=== Data supplied ===
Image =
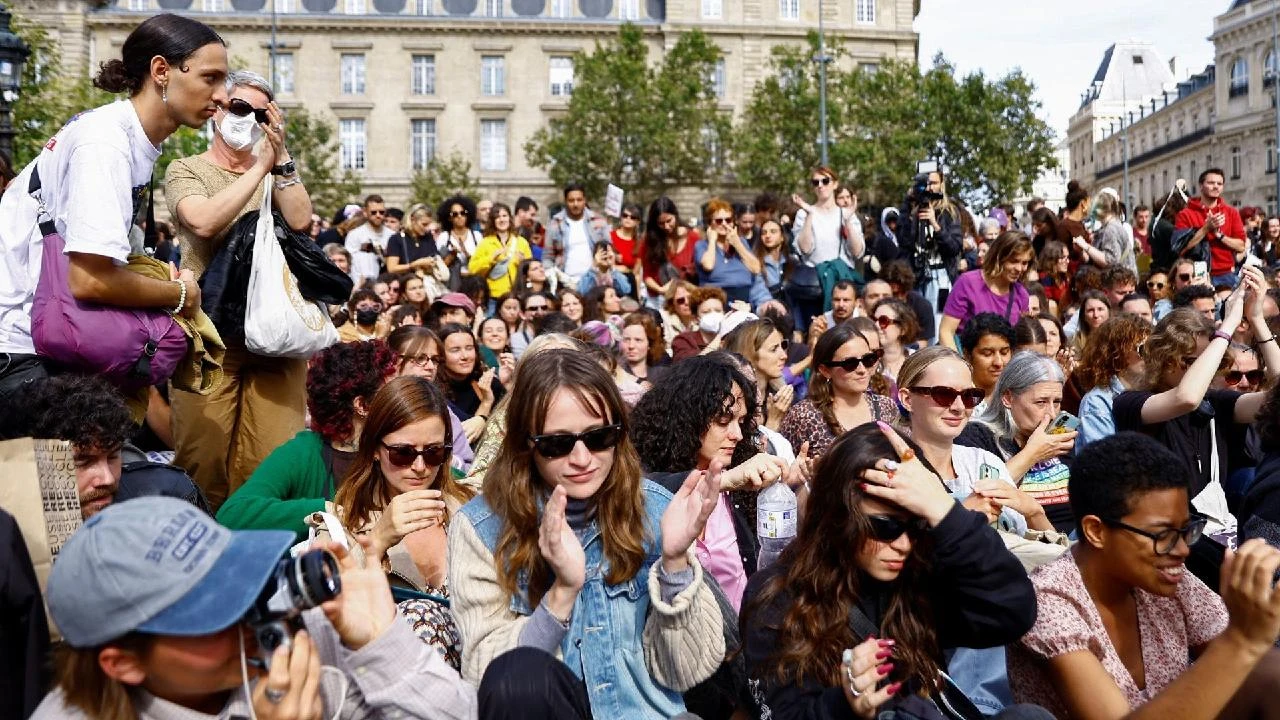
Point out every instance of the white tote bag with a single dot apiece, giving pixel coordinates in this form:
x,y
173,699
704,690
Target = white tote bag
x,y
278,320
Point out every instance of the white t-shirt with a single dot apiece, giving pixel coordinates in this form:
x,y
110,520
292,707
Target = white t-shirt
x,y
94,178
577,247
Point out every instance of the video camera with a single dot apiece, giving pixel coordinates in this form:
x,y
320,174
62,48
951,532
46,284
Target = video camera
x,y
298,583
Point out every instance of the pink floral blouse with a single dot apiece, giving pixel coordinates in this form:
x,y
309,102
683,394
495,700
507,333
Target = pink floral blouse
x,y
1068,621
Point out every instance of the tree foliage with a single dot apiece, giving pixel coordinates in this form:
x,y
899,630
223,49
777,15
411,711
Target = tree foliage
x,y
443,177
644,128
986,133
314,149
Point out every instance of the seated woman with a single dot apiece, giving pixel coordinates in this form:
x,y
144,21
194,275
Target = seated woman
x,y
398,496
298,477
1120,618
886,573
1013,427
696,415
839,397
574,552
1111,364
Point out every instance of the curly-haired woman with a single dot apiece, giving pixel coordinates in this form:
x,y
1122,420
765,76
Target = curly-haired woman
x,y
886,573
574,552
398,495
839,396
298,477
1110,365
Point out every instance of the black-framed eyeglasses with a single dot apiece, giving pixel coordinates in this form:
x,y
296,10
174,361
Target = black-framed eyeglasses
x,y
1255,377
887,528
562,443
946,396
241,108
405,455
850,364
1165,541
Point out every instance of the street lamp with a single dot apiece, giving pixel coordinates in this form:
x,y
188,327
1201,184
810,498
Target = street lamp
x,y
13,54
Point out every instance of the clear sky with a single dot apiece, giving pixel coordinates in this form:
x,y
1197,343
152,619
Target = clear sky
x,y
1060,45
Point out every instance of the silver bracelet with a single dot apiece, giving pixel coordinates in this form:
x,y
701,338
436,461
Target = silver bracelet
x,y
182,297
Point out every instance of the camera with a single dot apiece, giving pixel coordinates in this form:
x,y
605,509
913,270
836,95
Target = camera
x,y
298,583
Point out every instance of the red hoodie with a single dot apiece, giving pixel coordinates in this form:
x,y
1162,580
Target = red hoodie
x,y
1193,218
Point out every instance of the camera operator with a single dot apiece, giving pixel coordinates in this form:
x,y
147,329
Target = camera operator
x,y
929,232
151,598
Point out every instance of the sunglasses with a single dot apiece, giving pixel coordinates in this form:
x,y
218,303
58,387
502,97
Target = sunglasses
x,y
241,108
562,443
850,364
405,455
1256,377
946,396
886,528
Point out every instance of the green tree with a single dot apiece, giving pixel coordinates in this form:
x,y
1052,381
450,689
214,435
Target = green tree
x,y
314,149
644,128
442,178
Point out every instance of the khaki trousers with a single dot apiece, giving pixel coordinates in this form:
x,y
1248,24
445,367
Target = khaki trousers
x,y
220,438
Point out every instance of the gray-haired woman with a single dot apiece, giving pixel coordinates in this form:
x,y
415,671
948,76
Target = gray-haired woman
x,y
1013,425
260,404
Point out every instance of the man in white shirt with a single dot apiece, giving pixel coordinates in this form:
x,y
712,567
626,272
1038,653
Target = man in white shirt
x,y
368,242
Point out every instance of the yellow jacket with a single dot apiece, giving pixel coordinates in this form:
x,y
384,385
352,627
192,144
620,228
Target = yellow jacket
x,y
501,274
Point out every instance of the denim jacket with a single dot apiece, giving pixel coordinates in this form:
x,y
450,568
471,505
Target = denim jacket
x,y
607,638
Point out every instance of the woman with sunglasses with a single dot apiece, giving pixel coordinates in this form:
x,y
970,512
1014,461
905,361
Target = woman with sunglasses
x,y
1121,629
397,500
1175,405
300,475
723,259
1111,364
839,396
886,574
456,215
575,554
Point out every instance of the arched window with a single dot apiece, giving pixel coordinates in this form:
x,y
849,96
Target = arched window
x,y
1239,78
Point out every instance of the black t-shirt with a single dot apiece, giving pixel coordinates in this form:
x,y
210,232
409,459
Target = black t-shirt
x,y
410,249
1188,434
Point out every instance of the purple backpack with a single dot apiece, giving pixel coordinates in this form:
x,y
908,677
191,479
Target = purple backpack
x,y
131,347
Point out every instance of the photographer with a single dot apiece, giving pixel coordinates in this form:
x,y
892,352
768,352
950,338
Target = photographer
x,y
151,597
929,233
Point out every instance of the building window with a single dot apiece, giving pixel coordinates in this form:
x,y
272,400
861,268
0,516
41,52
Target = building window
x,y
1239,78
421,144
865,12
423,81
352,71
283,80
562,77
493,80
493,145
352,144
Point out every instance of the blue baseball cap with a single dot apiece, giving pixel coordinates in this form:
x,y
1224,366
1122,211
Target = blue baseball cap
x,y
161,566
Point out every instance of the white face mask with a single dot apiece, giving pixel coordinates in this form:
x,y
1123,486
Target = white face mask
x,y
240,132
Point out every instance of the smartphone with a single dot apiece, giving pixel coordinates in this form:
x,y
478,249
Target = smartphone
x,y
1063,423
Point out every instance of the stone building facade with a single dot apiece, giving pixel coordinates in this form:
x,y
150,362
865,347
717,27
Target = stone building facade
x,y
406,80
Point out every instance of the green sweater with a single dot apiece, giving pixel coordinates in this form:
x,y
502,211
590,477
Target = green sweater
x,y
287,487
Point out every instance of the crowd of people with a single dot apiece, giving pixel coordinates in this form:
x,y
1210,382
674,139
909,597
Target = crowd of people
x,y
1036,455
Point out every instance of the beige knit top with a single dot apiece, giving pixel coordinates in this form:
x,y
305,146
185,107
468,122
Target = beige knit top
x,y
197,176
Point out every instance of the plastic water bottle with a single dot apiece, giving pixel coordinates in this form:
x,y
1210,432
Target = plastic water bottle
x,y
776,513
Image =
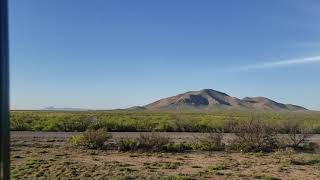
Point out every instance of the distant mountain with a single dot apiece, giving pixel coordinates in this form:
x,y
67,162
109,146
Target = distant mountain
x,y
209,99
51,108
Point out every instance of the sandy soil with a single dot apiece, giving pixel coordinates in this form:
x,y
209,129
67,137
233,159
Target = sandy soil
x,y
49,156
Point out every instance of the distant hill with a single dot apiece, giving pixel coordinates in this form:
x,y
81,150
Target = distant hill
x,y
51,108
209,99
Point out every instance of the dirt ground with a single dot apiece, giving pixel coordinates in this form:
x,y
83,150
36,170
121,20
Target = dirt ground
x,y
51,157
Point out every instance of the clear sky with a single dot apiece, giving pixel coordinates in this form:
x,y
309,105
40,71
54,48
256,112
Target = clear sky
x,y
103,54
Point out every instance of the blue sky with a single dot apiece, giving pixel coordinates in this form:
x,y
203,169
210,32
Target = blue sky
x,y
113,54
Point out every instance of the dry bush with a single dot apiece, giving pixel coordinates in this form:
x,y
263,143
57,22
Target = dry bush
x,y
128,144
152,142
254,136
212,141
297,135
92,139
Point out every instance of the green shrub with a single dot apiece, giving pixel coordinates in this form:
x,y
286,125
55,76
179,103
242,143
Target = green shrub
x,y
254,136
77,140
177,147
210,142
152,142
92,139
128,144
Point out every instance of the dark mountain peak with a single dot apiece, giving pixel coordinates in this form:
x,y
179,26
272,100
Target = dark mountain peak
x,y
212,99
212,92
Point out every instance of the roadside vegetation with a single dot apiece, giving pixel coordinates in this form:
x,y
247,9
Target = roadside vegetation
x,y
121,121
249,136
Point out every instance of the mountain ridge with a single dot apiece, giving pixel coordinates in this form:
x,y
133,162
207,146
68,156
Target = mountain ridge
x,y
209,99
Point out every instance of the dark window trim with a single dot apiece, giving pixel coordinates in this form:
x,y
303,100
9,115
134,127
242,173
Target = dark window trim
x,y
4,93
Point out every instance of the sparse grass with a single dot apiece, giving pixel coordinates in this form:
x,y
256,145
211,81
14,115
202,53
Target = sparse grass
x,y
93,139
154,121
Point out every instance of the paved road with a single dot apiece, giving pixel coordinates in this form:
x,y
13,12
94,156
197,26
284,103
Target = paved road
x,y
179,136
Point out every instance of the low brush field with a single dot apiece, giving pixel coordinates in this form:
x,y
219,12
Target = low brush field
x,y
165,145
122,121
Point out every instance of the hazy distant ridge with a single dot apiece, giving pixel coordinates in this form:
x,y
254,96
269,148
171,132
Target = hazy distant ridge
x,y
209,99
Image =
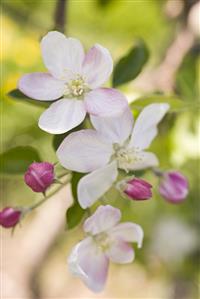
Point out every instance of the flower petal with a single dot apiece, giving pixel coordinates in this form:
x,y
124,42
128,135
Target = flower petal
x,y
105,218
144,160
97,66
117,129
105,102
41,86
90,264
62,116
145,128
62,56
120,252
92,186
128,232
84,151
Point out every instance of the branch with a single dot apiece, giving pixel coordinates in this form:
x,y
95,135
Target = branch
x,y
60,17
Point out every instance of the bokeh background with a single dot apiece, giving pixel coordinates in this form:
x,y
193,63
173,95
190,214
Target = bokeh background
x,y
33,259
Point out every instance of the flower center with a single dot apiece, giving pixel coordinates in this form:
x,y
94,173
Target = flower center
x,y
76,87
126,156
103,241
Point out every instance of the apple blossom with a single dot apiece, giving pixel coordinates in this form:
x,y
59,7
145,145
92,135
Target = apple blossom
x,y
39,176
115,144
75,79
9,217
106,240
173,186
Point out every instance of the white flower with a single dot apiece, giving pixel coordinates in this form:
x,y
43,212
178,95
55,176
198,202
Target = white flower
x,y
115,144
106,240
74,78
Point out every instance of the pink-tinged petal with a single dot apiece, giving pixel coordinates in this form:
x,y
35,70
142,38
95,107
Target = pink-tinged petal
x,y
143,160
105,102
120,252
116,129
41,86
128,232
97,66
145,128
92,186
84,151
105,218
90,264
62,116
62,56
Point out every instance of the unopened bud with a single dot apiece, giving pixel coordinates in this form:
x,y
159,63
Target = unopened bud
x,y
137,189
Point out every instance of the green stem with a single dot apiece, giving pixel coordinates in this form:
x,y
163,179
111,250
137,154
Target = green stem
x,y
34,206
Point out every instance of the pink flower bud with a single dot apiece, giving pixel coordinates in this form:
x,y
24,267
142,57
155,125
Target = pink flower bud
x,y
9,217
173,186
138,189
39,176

=== Short task ===
Copy the lines exactly, starting at the line that contains "Point out every instance of the white flower" and ending at the last line of the records.

=== In response ===
Point out every instance of the white flower with a single dot apiece, giving pixel coordinates in this form:
x,y
43,212
178,95
55,176
198,202
Target = white flower
x,y
115,144
106,240
74,78
Point out every instance of the pink-tinged petal with a single dot apiece, giving pixel coordinates in this form:
x,y
35,70
142,38
95,107
Target = pink-tinged petal
x,y
143,160
105,102
120,252
116,129
41,86
128,232
97,66
145,128
92,186
84,151
105,218
90,264
62,116
62,56
Point out every instance of the unopened bud with a single dot apiece, giving pixel coordinates in this form:
x,y
159,63
Target = unopened bud
x,y
137,189
Point out every instance of the green stem with a single dot apiece, giving pixel coordinates in this form:
x,y
163,179
111,250
137,154
Target = green stem
x,y
34,206
Point out every instance of the pink flower bud with a single dot apiece, giving pixel coordinates in this form:
x,y
24,267
142,57
155,125
Target = pink flower bud
x,y
9,217
173,186
138,189
39,176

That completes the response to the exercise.